[Natural-language object grounding data]
=====

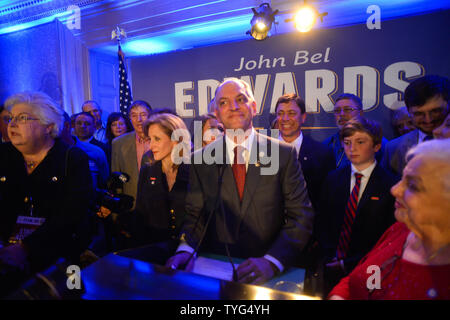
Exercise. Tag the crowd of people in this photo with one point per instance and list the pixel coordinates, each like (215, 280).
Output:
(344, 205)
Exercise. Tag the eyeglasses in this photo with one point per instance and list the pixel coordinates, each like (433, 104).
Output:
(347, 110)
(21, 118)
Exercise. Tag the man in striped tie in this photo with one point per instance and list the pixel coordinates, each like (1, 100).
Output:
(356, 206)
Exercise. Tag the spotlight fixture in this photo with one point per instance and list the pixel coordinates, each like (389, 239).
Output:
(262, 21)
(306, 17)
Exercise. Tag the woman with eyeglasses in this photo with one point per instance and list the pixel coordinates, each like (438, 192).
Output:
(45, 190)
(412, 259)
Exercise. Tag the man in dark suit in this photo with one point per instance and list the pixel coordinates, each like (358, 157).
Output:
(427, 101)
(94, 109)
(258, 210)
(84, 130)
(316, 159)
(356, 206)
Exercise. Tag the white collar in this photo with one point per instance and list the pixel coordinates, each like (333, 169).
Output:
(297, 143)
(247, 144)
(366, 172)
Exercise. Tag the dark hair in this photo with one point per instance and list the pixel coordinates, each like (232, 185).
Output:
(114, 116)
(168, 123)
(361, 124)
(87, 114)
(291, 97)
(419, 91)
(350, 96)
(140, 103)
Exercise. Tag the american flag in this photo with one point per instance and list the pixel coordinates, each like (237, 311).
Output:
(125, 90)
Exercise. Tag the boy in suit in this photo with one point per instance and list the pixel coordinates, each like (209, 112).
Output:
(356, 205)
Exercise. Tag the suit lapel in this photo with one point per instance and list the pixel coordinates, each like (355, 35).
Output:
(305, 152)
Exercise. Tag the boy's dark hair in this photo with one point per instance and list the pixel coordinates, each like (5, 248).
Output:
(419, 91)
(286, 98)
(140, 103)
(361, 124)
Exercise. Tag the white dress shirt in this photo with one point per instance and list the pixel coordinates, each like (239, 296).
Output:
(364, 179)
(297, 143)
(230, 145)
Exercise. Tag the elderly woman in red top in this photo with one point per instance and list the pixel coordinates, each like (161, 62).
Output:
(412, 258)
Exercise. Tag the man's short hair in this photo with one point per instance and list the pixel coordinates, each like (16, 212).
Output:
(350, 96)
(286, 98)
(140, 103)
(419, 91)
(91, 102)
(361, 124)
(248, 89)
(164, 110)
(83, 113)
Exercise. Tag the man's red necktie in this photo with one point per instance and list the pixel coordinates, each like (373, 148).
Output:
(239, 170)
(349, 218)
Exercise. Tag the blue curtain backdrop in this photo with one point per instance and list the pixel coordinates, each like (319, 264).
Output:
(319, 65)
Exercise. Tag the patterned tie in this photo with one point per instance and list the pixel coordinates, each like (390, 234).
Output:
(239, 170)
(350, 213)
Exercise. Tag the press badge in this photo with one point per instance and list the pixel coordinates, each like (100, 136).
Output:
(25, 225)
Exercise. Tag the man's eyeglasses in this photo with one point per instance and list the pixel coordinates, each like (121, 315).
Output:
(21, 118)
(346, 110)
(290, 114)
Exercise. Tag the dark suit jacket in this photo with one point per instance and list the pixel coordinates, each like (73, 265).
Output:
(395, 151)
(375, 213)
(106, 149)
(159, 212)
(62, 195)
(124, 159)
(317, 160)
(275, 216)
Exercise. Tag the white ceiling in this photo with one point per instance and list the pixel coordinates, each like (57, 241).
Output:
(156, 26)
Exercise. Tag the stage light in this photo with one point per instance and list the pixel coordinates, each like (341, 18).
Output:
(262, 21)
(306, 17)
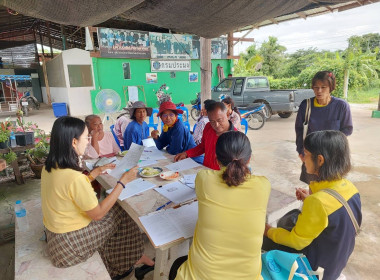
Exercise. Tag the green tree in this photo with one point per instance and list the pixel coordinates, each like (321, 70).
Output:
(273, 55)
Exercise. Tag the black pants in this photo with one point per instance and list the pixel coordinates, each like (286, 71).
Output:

=====

— TO DO —
Copy each of the entries above precisely, and drop whatever pictures they hold.

— COMPLETED TASK —
Exercise. Tag the crowd of people in this photo with one point per instance and list the pixel coordinates, each like (215, 280).
Output:
(344, 205)
Exercise. Tag the eyeglasses in this photo with one point per instance and list the pixel coordinates, each like (433, 104).
Output:
(347, 110)
(21, 118)
Exercise. Tag the man in striped tie in this photo with one point per instance and list the pixel coordinates, each like (1, 100).
Output:
(356, 206)
Exercise. Tag the spotlight fixture in this photo with one point per instance and list the pixel coordinates, each like (389, 239).
Output:
(262, 21)
(306, 17)
Exercise. Tag the woman with eyeglasses in this photo with one point per instance and list the pixel coordinates, each like (438, 192).
Output:
(45, 190)
(412, 259)
Exercise. Tag the man in dark suit in this photo with one point per instance and list the pixel coordinates, each like (358, 157).
Output:
(427, 101)
(94, 109)
(258, 210)
(84, 130)
(316, 159)
(356, 206)
Exercise. Tag the white collar in this photo with one point per instance and list the pixel coordinates, each like (333, 169).
Output:
(297, 143)
(247, 144)
(366, 172)
Exercise. Tag the dark hair in this photo with one point per instance and list the pixel coordinates, each like (232, 185).
Output:
(114, 116)
(168, 123)
(361, 124)
(87, 114)
(291, 97)
(419, 91)
(350, 96)
(140, 103)
Exercise. Tag the american flag in this photo with one point per instance and list the pixel coordinates, each like (237, 311).
Output:
(125, 90)
Exercise. Tag the boy in suit in this photo with one point per instance and list the pixel coordinates, each like (209, 112).
Output:
(356, 205)
Exercise. Tag the suit lapel in this photo with one point per instance and list the pixel coordinates, each like (355, 35).
Output:
(305, 152)
Exercise. Tag the boy's dark hair in this photo with one point per instance and list the pixel coordinates, each like (5, 248).
Output:
(419, 91)
(286, 98)
(140, 103)
(361, 124)
Exercise. Tag the white dress shirt in this photo with one point per instance and list the pixel coordinates, each like (239, 296).
Output:
(364, 179)
(297, 143)
(230, 145)
Exercise. Tag the elderly woman in red top in this photo with one point per instance and list the pixel coordinates, each like (161, 62).
Output:
(412, 258)
Exercise. Tag the man's short hair in this photo with one point per instance and list the pixel coordinates, each like (16, 212).
Output:
(350, 96)
(286, 98)
(140, 103)
(419, 91)
(91, 102)
(361, 124)
(248, 89)
(164, 110)
(83, 113)
Exercise. Tag the man's red necktie in this photo with one point per instance and list the pixel coordinates, each like (373, 148).
Output:
(239, 170)
(349, 218)
Exercise. Tag the blue curtain backdrop in this photo with one point per instance and list the pixel coordinates, each like (319, 264).
Output:
(319, 65)
Exercise. Tag the patterned tie in this photo with one point per instance and list the pixel coordinates, each like (390, 234).
Output:
(239, 170)
(350, 213)
Exercise. Tag the press badge in this photo with one point per instance and list the pixel coordinates, each like (100, 136).
Output:
(25, 225)
Exercise. Tag the man's eyeglasses in this photo with one point per instance and list the pixel coordinates, each like (121, 315).
Output:
(21, 118)
(346, 110)
(290, 114)
Exercise. Tag the dark suit jacket in this photo with one point per instance and list the pixel coordinates, each like (73, 265).
Output:
(395, 151)
(375, 213)
(106, 149)
(159, 212)
(62, 195)
(124, 159)
(317, 160)
(275, 216)
Exercise. Tag the white ceiling in this photo with one point per instance and list the pixel coordinates, each like (57, 241).
Output:
(156, 26)
Exercise. Tag the stage light in this photo with one point per instance and list the pixel coordinates, each like (341, 18).
Output:
(262, 21)
(306, 17)
Exercise. Tag the green tree in this photo with one point per instance and list the pixel coordinates, each like (321, 70).
Output:
(273, 55)
Exercise. Tag the black pants in this photo with one point per instance and list the pixel coordinates, each like (286, 71).
Output:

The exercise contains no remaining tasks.